INSTRUCTIONS FOR THE TASK:
At the line containing "the man's arm", begin retyping, and continue word for word until the records below run out.

(Point-per-instance localization data)
********

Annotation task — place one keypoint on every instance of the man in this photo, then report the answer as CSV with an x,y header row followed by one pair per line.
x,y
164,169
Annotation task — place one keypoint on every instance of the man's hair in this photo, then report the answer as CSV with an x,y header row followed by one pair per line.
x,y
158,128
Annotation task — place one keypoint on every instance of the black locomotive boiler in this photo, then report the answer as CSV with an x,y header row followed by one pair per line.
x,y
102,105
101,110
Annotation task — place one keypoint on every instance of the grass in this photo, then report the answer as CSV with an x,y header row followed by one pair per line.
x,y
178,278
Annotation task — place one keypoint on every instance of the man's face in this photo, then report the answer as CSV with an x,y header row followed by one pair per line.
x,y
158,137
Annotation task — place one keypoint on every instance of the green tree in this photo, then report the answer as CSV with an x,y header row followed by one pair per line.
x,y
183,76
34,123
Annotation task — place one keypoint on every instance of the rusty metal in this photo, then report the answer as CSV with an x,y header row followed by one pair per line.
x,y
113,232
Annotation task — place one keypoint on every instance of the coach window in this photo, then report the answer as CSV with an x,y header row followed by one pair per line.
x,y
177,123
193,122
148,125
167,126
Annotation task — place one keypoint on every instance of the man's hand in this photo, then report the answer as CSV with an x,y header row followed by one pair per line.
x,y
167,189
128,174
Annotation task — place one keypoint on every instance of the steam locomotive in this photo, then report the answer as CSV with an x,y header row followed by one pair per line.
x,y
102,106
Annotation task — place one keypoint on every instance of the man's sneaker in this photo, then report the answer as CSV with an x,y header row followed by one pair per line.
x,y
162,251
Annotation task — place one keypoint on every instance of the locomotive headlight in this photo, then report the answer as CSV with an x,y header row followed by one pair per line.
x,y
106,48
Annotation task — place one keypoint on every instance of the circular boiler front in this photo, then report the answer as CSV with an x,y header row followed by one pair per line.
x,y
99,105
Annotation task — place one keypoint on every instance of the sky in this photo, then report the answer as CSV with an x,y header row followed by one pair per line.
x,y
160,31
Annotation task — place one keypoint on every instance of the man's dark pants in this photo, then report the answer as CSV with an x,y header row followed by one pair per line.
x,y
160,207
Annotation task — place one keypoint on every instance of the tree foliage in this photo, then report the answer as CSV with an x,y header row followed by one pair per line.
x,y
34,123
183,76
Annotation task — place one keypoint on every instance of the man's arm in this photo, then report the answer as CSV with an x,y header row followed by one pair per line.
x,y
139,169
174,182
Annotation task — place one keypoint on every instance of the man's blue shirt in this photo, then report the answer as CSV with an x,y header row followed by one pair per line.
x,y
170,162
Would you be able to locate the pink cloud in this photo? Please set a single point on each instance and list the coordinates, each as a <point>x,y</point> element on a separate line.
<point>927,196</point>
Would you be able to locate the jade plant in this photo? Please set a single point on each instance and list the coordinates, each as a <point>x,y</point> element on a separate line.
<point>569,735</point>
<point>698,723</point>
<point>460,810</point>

********

TASK ANSWER:
Annotation task — place one keypoint on every instance of the man's arm in this photo, then report the answer as CSV with an x,y header row followed by one pair per line.
x,y
139,169
174,182
Annotation task — place one keypoint on every instance of the man's blue shirt in this photo, then report the answer as CSV with an x,y header row followed by one pair per line.
x,y
170,162
Would you be able to locate the pink cloud in this photo? Please set a single point on each instance and list the coordinates, each as a <point>x,y</point> element on a separate line.
<point>927,196</point>
Would you be able to locate the jade plant in this photo? Please set a single point on each instance and list the coordinates, each as a <point>x,y</point> element on a separate line.
<point>569,735</point>
<point>698,723</point>
<point>460,810</point>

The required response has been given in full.